Items:
##############################
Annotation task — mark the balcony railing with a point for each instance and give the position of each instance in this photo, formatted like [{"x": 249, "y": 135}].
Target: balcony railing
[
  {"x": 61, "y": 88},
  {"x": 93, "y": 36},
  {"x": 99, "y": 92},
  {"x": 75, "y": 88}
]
##############################
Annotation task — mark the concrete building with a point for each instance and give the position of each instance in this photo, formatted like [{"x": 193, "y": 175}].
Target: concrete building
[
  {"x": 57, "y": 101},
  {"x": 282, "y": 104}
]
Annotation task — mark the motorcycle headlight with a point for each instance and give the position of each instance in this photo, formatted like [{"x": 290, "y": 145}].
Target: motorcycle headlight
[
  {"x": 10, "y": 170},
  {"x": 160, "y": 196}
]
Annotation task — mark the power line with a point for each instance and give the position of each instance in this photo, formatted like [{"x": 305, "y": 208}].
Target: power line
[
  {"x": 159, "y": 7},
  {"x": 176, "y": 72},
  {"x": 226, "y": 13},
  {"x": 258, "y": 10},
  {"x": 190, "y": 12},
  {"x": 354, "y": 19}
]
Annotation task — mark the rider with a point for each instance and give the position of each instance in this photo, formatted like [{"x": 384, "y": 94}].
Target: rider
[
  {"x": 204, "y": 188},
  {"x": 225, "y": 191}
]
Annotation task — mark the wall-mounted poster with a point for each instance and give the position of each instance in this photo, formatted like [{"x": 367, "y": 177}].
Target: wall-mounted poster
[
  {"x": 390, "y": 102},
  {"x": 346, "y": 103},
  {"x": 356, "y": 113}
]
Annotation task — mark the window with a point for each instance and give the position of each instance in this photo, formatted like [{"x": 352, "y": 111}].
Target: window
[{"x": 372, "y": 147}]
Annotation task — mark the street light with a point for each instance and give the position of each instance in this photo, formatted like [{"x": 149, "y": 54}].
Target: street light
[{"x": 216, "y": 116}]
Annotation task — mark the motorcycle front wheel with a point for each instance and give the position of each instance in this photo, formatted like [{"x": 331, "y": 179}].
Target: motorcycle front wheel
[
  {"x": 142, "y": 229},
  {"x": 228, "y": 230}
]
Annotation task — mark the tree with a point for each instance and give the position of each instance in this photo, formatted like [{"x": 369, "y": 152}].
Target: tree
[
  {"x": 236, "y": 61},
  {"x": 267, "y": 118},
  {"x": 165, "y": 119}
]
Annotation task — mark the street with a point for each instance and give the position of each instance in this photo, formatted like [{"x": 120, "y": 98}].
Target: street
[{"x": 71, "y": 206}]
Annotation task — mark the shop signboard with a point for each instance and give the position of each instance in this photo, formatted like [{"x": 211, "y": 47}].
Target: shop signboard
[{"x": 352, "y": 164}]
##############################
Required work: Tally how many rows of the entries above contain the string "line", with case taken into account. Report only the number.

Final result: 2